(begin)

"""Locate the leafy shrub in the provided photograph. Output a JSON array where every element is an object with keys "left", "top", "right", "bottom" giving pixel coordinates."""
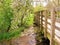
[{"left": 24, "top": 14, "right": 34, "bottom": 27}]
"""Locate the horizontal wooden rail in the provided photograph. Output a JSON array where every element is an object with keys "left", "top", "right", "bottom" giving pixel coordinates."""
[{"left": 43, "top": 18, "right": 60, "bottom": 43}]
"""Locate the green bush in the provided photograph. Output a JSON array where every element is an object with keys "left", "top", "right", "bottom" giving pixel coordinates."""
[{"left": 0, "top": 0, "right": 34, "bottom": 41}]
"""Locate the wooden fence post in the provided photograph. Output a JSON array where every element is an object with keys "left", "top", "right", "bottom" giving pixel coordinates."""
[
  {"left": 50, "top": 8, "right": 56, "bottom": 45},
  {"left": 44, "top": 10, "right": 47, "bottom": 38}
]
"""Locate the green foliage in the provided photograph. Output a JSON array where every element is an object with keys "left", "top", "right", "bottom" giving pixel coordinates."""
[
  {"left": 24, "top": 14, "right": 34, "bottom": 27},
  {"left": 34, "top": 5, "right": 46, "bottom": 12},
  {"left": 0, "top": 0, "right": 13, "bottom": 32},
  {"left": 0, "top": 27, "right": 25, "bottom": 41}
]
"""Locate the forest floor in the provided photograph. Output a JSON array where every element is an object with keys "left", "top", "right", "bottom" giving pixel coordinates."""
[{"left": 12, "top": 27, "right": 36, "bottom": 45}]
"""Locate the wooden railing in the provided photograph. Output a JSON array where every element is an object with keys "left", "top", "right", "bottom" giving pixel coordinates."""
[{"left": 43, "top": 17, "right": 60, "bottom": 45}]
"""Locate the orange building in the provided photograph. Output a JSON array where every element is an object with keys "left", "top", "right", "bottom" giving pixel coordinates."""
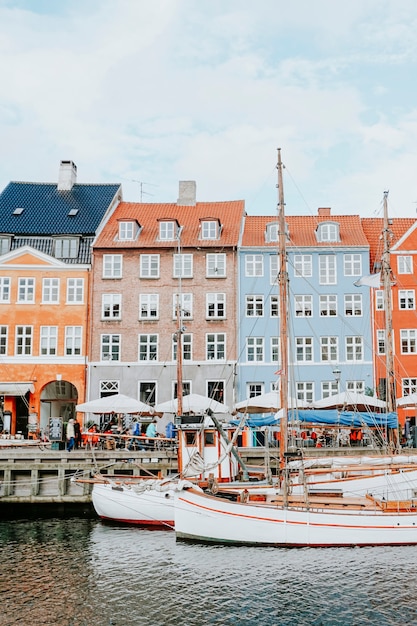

(end)

## What you need to do
Which lines of the listing above contain the word "green"? Collect each of them and copy it out in full.

## Worked solution
"""Locate the green bush in the provided photograph. Output a JSON array where every element is an object with keys "left", "top", "right", "bottom" giving pixel coordinates."""
"""Locate the green foliage in the provided photograph. Output a JSON array where every element is an object with keys "left", "top", "right", "bottom" giving pixel coordinates."""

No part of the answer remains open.